◆ **BRIEF**
Set down the full listing that follows, word for word.

◆ **DATA EXTRACT**

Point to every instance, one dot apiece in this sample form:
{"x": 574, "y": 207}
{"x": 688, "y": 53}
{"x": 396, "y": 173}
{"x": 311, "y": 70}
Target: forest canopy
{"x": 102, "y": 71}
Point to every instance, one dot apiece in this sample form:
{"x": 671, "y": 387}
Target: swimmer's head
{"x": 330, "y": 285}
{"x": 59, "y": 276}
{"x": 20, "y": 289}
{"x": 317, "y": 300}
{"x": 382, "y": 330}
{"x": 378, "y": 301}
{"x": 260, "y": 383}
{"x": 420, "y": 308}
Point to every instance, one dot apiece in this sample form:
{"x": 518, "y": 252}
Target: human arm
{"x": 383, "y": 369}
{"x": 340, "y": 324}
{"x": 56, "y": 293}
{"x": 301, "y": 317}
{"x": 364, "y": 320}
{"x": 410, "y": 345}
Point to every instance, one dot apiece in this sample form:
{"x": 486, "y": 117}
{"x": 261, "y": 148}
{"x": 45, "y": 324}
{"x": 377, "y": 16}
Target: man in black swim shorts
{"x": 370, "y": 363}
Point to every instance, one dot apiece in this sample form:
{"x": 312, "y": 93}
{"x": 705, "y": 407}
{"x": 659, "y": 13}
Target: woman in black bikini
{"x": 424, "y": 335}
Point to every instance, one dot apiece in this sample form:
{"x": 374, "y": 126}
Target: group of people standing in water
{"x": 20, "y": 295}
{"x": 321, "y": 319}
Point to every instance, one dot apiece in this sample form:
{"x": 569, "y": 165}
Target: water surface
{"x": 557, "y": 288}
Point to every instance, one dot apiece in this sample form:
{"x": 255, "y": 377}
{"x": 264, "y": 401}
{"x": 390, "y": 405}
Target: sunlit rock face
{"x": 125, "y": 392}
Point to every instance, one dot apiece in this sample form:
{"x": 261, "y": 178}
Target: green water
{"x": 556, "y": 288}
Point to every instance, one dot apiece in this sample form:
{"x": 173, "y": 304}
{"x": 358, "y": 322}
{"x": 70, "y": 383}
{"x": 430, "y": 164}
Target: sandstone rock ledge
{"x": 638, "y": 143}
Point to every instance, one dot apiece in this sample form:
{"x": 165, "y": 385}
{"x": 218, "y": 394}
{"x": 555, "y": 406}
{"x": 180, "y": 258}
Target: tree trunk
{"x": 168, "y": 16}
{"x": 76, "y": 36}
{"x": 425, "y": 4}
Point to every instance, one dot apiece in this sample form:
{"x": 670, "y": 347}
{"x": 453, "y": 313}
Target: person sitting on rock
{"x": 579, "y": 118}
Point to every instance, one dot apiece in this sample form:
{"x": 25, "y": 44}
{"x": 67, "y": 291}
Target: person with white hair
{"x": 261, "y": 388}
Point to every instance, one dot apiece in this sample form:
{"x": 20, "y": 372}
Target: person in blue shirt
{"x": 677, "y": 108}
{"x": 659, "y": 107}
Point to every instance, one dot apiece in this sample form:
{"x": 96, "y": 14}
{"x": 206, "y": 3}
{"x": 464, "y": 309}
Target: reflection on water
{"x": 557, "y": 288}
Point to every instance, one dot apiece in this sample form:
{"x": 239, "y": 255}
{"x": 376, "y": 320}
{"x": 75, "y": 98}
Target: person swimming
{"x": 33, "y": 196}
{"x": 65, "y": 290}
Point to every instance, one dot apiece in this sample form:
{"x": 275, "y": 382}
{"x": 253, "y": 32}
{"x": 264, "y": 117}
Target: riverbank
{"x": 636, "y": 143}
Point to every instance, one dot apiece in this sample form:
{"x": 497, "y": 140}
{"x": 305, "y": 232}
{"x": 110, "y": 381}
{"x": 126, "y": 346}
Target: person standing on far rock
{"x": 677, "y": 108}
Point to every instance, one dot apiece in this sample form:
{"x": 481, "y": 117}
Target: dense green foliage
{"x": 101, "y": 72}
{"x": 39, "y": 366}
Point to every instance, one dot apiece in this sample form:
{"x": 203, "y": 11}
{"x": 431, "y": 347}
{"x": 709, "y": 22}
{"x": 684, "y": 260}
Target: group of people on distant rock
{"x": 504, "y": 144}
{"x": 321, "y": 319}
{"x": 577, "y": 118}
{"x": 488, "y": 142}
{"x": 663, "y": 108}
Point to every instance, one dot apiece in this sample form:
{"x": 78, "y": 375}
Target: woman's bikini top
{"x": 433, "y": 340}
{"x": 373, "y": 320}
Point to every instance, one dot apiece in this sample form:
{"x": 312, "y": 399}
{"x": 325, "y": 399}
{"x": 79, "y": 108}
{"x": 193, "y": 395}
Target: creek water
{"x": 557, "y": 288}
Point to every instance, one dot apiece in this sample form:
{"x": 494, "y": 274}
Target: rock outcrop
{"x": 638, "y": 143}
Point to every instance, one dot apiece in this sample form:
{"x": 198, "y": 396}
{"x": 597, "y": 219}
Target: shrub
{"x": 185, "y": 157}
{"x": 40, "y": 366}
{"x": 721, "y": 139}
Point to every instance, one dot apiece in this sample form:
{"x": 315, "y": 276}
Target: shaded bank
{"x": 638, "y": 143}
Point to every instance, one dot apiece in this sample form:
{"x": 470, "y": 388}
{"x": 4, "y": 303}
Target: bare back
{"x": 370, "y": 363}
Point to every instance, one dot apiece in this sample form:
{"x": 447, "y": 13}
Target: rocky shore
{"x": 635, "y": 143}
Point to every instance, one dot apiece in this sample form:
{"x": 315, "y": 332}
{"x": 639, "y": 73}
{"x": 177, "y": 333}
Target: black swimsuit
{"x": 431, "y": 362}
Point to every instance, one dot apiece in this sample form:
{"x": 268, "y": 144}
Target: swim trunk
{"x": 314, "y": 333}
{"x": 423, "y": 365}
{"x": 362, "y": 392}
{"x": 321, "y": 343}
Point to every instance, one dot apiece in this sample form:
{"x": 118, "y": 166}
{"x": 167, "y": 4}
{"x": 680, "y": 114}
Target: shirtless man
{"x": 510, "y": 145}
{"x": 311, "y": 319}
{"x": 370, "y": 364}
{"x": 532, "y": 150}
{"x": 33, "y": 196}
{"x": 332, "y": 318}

◆ **FINISHED EXERCISE**
Point to every instance, one dot apiece in this sample form:
{"x": 574, "y": 207}
{"x": 688, "y": 53}
{"x": 396, "y": 173}
{"x": 311, "y": 70}
Target: forest canopy
{"x": 102, "y": 71}
Point to every instance, one dot apiece in this sample form:
{"x": 671, "y": 387}
Target: swimmer's head
{"x": 330, "y": 285}
{"x": 59, "y": 276}
{"x": 20, "y": 289}
{"x": 317, "y": 300}
{"x": 382, "y": 330}
{"x": 378, "y": 301}
{"x": 260, "y": 383}
{"x": 420, "y": 308}
Point to every instance, one dot apiece in this sample form:
{"x": 518, "y": 252}
Target: human arm
{"x": 383, "y": 369}
{"x": 340, "y": 324}
{"x": 56, "y": 293}
{"x": 301, "y": 317}
{"x": 364, "y": 320}
{"x": 410, "y": 345}
Point to every instance, one dot apiece in this sample form:
{"x": 486, "y": 117}
{"x": 261, "y": 148}
{"x": 45, "y": 324}
{"x": 377, "y": 16}
Target: man in black swim shorts
{"x": 370, "y": 363}
Point to every instance, one dot apiece in this sample form:
{"x": 312, "y": 93}
{"x": 705, "y": 407}
{"x": 659, "y": 13}
Target: woman in black bikini
{"x": 424, "y": 335}
Point to every instance, one dot apiece in this sample form:
{"x": 374, "y": 126}
Target: group of people standing in water
{"x": 20, "y": 295}
{"x": 321, "y": 319}
Point to every instance, one dot apiece in this sample form:
{"x": 569, "y": 165}
Target: water surface
{"x": 557, "y": 288}
Point to every instance, one dot apiece in this sample form:
{"x": 255, "y": 377}
{"x": 264, "y": 401}
{"x": 390, "y": 405}
Target: sunlit rock face
{"x": 125, "y": 392}
Point to every instance, one dot apiece in this sample form:
{"x": 261, "y": 178}
Target: green water
{"x": 556, "y": 288}
Point to every instance, one dot apiece in this sample form:
{"x": 173, "y": 304}
{"x": 358, "y": 322}
{"x": 70, "y": 383}
{"x": 430, "y": 164}
Target: sandstone rock ledge
{"x": 638, "y": 143}
Point to every instance, one dot apiece in this sample form:
{"x": 165, "y": 385}
{"x": 218, "y": 394}
{"x": 555, "y": 406}
{"x": 180, "y": 258}
Target: tree trunk
{"x": 168, "y": 16}
{"x": 76, "y": 36}
{"x": 425, "y": 4}
Point to every instance, one dot apiece in this sample form:
{"x": 670, "y": 347}
{"x": 453, "y": 313}
Target: person sitting on rock
{"x": 579, "y": 118}
Point to every instance, one dot apiece in this sample form:
{"x": 25, "y": 44}
{"x": 67, "y": 291}
Target: person with white hair
{"x": 261, "y": 388}
Point to every instance, one dot apiece in this sample form:
{"x": 20, "y": 372}
Target: person in blue shirt
{"x": 677, "y": 108}
{"x": 659, "y": 107}
Point to every instance, one dot apiece in this sample form:
{"x": 96, "y": 14}
{"x": 206, "y": 3}
{"x": 464, "y": 309}
Target: reflection on water
{"x": 557, "y": 288}
Point to every instance, one dot apiece in this sample form:
{"x": 239, "y": 255}
{"x": 376, "y": 320}
{"x": 75, "y": 98}
Target: person swimming
{"x": 33, "y": 196}
{"x": 65, "y": 290}
Point to every instance, one dot apiece in this sample form:
{"x": 275, "y": 382}
{"x": 253, "y": 32}
{"x": 264, "y": 117}
Target: riverbank
{"x": 636, "y": 143}
Point to every instance, one dot apiece in this sample form:
{"x": 497, "y": 140}
{"x": 305, "y": 232}
{"x": 110, "y": 381}
{"x": 126, "y": 346}
Target: person standing on far rock
{"x": 677, "y": 108}
Point to every instance, one dot apiece in this sample form:
{"x": 481, "y": 117}
Target: dense green foliage
{"x": 101, "y": 72}
{"x": 39, "y": 366}
Point to every instance, one dot apiece in this sample form:
{"x": 203, "y": 11}
{"x": 431, "y": 347}
{"x": 709, "y": 22}
{"x": 684, "y": 260}
Target: group of people on distant rock
{"x": 504, "y": 144}
{"x": 321, "y": 319}
{"x": 577, "y": 118}
{"x": 488, "y": 142}
{"x": 663, "y": 108}
Point to every instance, one dot apiece in this sample form:
{"x": 78, "y": 375}
Target: woman's bikini top
{"x": 433, "y": 340}
{"x": 373, "y": 320}
Point to every instance, one dot apiece in this sample form:
{"x": 312, "y": 399}
{"x": 325, "y": 399}
{"x": 79, "y": 108}
{"x": 193, "y": 395}
Target: creek water
{"x": 557, "y": 288}
Point to every instance, one dot apiece in this sample form:
{"x": 494, "y": 274}
Target: rock outcrop
{"x": 638, "y": 143}
Point to every instance, one dot apiece in this sample form:
{"x": 198, "y": 396}
{"x": 597, "y": 219}
Target: shrub
{"x": 185, "y": 157}
{"x": 40, "y": 366}
{"x": 721, "y": 139}
Point to every instance, one dot apiece in this sample form:
{"x": 315, "y": 276}
Target: shaded bank
{"x": 638, "y": 143}
Point to every instance, one dot apiece in this sample form:
{"x": 470, "y": 388}
{"x": 4, "y": 303}
Target: bare back
{"x": 370, "y": 363}
Point to every instance, one dot apiece in this sample form:
{"x": 447, "y": 13}
Target: rocky shore
{"x": 635, "y": 143}
Point to every instance, one dot apiece in this sample form:
{"x": 315, "y": 332}
{"x": 639, "y": 73}
{"x": 177, "y": 333}
Target: black swimsuit
{"x": 431, "y": 362}
Point to every instance, one dot apiece in this sample form:
{"x": 268, "y": 144}
Target: swim trunk
{"x": 314, "y": 333}
{"x": 423, "y": 365}
{"x": 362, "y": 392}
{"x": 321, "y": 343}
Point to every instance, one dot apiece in this sample form:
{"x": 118, "y": 166}
{"x": 167, "y": 4}
{"x": 680, "y": 114}
Target: shirtless man
{"x": 510, "y": 145}
{"x": 311, "y": 319}
{"x": 370, "y": 364}
{"x": 532, "y": 150}
{"x": 33, "y": 196}
{"x": 332, "y": 318}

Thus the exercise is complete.